[Pointing and labeling listing]
===============
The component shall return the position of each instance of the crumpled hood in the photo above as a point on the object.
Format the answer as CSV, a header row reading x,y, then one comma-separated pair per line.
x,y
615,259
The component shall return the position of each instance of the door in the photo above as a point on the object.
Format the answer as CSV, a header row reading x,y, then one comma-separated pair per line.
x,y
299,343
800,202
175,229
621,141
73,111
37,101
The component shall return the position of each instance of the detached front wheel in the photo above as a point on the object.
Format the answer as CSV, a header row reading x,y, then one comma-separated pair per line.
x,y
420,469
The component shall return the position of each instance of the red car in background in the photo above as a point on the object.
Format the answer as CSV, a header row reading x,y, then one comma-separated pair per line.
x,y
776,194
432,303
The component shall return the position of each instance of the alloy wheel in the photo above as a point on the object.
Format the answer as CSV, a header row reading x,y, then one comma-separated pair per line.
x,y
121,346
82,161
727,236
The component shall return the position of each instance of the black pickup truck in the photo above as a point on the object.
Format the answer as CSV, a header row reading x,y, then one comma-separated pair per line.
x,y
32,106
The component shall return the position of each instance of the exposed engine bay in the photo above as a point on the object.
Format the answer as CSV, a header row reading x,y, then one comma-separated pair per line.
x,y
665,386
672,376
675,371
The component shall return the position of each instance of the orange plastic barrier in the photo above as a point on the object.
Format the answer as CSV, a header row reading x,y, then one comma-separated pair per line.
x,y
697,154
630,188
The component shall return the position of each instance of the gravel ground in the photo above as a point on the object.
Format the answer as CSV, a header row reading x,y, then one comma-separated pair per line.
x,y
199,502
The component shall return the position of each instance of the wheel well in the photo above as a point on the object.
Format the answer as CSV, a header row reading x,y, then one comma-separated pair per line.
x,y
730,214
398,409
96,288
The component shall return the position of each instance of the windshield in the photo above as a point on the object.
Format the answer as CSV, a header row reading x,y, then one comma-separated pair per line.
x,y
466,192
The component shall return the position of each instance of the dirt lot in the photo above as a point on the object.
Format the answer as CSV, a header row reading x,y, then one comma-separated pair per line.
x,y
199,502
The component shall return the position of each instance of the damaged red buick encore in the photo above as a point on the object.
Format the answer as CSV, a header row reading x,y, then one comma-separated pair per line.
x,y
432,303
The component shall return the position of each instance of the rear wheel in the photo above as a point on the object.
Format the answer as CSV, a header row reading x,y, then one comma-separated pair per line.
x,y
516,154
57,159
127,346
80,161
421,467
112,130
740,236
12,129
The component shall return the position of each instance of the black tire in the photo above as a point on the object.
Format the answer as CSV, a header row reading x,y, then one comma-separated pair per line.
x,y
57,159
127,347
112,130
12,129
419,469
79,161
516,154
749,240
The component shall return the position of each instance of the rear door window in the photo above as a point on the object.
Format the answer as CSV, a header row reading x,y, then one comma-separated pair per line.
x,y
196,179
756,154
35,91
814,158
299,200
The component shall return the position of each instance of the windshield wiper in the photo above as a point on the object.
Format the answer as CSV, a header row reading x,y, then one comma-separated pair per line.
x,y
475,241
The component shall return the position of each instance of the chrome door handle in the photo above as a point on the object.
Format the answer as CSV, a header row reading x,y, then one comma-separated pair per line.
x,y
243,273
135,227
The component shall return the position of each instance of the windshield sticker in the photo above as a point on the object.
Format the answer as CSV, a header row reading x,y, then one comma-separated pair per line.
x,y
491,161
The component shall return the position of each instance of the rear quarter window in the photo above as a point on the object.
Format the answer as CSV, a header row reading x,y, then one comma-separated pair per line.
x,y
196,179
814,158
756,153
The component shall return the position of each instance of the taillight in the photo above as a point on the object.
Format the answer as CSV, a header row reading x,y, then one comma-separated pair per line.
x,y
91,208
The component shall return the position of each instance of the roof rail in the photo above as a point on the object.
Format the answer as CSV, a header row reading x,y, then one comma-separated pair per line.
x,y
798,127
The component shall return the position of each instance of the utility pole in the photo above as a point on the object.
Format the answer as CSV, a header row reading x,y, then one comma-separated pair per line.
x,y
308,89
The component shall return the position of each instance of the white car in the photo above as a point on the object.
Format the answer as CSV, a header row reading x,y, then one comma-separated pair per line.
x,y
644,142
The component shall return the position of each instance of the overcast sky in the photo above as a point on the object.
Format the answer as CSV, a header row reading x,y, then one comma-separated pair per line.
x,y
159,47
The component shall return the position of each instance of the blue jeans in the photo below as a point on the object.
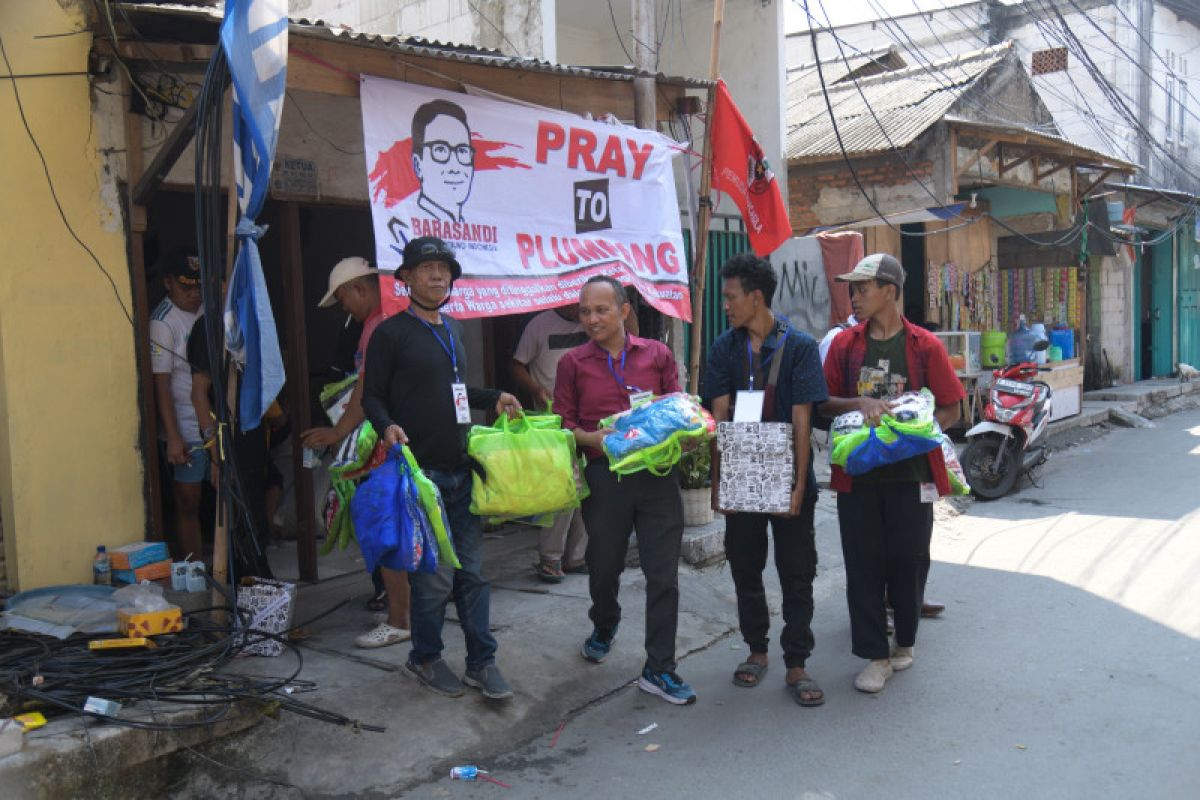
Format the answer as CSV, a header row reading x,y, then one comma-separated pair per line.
x,y
471,593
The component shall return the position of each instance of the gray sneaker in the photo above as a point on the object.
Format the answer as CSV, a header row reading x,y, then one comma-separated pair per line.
x,y
490,681
437,677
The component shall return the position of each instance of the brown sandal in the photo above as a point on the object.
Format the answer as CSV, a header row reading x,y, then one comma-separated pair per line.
x,y
550,570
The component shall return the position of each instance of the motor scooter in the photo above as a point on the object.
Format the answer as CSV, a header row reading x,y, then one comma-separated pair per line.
x,y
1008,441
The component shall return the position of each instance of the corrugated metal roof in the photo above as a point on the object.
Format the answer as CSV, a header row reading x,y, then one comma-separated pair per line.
x,y
803,79
415,46
1048,143
906,103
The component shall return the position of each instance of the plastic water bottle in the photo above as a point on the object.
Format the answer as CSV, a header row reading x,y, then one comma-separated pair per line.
x,y
101,569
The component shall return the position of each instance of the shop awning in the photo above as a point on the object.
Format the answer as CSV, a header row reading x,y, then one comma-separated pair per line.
x,y
931,214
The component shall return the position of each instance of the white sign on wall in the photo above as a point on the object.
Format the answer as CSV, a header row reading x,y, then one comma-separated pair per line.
x,y
534,202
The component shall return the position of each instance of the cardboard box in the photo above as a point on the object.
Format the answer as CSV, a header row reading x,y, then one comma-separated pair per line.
x,y
270,605
156,571
757,467
131,623
131,557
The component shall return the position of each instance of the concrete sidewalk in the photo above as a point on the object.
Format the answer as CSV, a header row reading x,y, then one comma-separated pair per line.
x,y
539,627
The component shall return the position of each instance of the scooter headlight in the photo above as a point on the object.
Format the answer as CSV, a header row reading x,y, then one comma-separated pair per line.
x,y
1003,414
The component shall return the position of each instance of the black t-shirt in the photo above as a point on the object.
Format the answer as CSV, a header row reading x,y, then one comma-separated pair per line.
x,y
251,445
885,376
408,379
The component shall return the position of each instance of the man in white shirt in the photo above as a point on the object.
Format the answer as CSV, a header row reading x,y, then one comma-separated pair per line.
x,y
546,338
171,324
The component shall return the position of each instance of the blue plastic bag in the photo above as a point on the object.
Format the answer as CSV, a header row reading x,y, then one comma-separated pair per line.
x,y
390,522
875,452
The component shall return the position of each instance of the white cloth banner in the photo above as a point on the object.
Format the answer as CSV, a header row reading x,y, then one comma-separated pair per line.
x,y
533,202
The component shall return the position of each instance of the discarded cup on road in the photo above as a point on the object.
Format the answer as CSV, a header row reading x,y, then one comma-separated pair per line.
x,y
466,773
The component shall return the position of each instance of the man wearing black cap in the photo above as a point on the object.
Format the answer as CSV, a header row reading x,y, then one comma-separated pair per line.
x,y
415,394
887,515
171,324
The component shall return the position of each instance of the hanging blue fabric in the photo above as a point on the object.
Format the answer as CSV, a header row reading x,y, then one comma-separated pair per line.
x,y
255,40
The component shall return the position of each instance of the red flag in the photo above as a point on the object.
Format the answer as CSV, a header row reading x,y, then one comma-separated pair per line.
x,y
741,170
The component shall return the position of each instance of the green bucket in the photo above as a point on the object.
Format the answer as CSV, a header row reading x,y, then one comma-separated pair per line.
x,y
993,346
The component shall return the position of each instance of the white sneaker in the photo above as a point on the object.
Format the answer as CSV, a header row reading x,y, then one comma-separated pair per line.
x,y
381,636
873,678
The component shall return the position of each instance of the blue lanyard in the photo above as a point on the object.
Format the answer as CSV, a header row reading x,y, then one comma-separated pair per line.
x,y
780,331
449,349
621,377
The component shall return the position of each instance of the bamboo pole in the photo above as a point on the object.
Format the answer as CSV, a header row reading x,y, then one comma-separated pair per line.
x,y
225,440
700,244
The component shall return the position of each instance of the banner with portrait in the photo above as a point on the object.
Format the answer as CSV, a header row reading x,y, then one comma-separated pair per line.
x,y
533,202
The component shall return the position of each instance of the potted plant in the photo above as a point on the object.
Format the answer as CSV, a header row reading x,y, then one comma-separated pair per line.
x,y
696,479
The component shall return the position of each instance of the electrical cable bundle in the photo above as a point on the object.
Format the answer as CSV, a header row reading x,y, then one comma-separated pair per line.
x,y
185,669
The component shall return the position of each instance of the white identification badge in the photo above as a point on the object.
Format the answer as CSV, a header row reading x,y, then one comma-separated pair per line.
x,y
640,398
749,407
461,408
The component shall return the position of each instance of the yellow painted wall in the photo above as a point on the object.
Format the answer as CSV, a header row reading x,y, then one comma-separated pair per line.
x,y
70,465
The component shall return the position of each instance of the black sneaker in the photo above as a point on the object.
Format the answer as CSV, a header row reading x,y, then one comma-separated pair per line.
x,y
437,677
490,683
598,645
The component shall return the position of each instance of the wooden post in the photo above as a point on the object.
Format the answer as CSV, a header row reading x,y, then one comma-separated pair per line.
x,y
221,530
645,83
298,385
700,244
137,218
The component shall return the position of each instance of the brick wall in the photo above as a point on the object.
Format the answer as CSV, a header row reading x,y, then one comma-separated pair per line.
x,y
826,194
1116,311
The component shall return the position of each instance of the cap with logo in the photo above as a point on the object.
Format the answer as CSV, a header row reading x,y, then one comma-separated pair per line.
x,y
876,266
342,274
430,248
185,268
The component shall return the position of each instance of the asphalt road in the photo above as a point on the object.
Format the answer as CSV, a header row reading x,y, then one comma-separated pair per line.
x,y
1066,666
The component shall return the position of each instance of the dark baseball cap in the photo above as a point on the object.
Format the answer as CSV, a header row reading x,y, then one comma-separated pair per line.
x,y
184,266
876,266
430,248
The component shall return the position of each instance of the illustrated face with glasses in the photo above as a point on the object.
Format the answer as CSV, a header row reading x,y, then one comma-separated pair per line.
x,y
445,167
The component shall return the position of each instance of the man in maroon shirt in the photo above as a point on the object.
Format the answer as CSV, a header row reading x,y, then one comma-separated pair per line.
x,y
595,380
886,516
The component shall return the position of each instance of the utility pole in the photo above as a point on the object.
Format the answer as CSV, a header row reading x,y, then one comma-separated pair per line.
x,y
645,56
1145,43
700,244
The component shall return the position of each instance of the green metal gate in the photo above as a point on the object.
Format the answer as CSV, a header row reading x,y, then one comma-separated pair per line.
x,y
723,245
1188,298
1162,318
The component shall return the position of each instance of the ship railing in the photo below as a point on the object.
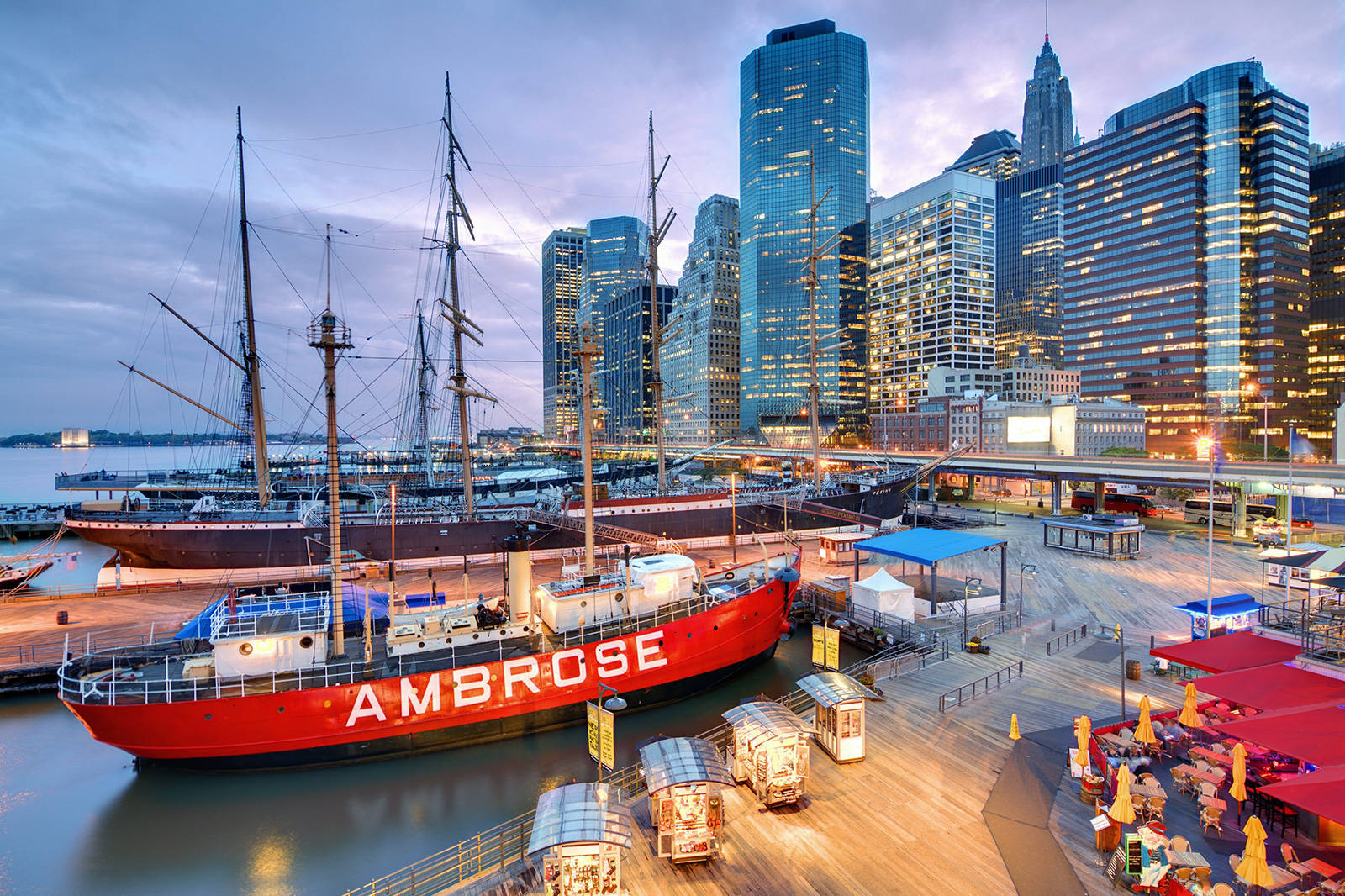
===============
*Goal*
Gather every line of the listing above that holds the word "banner" and copy each one out.

*Response*
The component shall return the position of each instance of the white cloth banner in the photo above as a point on the object.
The component shall return the position of each instance of the banner with portrait in the photo above as a point on the object.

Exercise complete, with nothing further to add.